Excerpts from a point labeling dataset:
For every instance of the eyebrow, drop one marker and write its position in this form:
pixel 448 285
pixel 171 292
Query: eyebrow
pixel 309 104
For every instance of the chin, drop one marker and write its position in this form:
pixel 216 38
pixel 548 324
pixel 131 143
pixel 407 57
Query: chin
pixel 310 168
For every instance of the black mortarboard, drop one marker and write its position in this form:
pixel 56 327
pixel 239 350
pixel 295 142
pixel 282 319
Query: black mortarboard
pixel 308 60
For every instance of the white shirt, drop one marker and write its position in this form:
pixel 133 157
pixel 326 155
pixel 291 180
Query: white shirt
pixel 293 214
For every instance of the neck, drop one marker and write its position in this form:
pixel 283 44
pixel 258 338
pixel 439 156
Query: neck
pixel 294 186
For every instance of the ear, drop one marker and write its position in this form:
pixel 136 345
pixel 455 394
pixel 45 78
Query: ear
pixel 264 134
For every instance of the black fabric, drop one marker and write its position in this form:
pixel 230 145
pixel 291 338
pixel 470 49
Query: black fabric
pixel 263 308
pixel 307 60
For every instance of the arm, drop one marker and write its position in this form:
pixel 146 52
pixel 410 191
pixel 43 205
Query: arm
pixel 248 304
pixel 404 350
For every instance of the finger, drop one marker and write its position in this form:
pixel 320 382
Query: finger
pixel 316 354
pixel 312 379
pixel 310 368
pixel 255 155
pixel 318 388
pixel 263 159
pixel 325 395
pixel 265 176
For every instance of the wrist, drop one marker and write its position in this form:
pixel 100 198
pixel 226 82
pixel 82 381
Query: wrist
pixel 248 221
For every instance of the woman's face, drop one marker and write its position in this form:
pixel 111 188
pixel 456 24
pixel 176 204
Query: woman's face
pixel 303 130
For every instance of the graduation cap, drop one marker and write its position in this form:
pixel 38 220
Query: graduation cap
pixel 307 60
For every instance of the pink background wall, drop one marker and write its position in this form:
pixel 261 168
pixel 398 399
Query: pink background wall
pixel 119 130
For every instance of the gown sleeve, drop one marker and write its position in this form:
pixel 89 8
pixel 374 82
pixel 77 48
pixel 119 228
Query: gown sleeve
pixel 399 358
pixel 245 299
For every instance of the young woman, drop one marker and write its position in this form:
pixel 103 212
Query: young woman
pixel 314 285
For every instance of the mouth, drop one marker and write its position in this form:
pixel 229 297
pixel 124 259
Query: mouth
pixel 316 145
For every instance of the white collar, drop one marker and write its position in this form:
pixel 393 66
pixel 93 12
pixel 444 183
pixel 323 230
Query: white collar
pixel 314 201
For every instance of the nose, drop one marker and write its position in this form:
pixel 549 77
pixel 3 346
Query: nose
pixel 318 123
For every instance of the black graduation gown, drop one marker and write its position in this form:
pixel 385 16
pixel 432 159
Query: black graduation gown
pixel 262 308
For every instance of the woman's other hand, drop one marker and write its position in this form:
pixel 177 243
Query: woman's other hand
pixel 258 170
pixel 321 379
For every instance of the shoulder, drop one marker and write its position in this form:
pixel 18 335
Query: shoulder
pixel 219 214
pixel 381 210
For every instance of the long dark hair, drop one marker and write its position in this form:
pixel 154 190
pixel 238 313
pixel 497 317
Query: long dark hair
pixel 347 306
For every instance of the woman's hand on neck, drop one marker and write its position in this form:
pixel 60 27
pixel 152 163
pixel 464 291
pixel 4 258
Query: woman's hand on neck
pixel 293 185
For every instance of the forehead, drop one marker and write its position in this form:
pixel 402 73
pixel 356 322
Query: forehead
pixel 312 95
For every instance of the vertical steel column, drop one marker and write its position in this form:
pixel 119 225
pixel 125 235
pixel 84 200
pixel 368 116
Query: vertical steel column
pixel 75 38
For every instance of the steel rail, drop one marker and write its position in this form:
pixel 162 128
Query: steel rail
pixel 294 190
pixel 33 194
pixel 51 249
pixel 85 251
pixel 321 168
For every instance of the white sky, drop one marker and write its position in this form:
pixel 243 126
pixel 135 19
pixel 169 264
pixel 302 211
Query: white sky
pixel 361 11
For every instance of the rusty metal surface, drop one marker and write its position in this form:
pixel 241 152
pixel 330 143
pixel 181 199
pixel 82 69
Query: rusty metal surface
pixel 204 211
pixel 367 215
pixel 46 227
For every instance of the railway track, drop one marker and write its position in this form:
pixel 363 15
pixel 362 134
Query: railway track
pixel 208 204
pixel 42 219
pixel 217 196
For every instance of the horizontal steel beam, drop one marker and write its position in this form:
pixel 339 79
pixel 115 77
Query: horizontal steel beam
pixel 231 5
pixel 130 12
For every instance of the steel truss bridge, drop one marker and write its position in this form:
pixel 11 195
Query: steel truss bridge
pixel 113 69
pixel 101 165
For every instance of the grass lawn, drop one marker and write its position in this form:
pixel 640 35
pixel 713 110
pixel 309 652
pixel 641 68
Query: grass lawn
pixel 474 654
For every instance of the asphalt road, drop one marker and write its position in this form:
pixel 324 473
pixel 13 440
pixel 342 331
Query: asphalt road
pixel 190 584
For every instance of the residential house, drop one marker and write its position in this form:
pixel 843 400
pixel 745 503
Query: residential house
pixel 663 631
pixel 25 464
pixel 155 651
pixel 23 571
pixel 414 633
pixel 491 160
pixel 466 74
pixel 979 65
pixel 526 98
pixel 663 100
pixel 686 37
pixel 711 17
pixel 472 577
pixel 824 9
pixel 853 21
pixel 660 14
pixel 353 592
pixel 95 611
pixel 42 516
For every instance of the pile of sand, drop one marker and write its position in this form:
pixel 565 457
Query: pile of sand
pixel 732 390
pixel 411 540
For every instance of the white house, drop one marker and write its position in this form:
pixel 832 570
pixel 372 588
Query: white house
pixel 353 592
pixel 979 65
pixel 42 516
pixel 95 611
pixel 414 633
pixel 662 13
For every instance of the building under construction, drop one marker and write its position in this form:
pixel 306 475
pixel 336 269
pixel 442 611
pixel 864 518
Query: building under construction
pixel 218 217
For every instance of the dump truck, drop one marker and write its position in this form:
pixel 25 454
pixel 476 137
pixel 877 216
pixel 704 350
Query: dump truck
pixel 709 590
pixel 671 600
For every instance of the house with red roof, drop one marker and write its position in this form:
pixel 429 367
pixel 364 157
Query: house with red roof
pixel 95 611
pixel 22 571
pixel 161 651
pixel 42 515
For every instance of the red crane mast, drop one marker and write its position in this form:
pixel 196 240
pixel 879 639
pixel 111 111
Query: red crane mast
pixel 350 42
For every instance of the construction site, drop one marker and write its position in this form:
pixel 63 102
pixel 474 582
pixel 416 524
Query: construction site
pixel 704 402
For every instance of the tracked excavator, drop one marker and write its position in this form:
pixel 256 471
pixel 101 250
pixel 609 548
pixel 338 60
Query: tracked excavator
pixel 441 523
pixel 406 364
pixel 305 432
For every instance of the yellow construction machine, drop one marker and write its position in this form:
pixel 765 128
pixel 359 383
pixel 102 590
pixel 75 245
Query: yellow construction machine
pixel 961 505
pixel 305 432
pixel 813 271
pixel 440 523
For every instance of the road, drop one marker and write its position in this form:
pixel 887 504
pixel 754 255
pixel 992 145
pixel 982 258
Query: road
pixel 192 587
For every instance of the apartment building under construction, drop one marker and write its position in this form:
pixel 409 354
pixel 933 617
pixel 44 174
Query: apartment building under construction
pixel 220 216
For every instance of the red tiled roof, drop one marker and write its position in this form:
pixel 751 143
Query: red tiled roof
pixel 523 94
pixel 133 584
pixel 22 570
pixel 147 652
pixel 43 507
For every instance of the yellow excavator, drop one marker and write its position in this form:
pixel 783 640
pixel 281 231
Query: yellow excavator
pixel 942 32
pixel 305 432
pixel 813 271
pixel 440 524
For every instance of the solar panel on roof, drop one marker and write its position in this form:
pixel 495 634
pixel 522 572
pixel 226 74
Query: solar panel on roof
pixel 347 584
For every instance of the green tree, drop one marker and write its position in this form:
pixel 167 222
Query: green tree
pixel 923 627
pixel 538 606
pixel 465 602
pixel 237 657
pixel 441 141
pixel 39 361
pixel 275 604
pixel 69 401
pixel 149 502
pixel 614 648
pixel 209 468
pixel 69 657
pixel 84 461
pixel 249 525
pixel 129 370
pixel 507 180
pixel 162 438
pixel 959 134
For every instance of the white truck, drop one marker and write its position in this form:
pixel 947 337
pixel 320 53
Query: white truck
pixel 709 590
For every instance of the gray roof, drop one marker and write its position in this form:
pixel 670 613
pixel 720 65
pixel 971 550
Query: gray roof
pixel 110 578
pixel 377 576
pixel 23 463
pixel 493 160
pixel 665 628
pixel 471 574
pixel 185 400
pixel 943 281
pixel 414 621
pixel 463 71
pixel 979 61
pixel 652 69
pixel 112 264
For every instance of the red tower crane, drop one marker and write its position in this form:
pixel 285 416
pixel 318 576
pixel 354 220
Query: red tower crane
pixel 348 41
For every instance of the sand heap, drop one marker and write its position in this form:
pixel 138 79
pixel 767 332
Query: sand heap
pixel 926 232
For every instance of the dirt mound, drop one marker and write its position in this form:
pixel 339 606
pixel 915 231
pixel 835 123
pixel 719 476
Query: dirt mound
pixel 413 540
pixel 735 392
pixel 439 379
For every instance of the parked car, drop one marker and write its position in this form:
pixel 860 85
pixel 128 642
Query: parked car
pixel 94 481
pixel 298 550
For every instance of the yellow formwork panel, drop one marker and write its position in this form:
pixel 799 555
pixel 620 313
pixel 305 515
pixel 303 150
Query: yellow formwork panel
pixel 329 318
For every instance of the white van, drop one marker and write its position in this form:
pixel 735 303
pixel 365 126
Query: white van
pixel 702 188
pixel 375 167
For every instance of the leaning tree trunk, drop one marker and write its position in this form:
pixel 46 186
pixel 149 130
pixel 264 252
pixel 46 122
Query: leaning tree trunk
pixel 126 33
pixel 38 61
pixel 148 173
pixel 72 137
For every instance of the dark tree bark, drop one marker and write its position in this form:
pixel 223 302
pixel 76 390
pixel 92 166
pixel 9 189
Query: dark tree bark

- [WRITTEN PROBLEM]
Reproduce the listing verbatim from its first line through the line containing "pixel 294 186", including that line.

- [RESULT FOR THIS TASK]
For every instance of the eyebrow, drop one marker and write its position in this form:
pixel 448 285
pixel 171 292
Query: eyebrow
pixel 309 104
For every instance of the chin, drop one marker and write its position in this form:
pixel 216 38
pixel 548 324
pixel 131 143
pixel 407 57
Query: chin
pixel 310 168
For every instance of the black mortarboard, drop one marker and write its position in this form:
pixel 56 327
pixel 239 350
pixel 295 142
pixel 282 319
Query: black mortarboard
pixel 308 60
For every instance of the white shirt, drop one marker and write its position in this form:
pixel 133 157
pixel 326 155
pixel 291 180
Query: white shirt
pixel 293 214
For every instance of the neck, drop one marker and write its position in this form:
pixel 283 44
pixel 258 338
pixel 439 156
Query: neck
pixel 294 186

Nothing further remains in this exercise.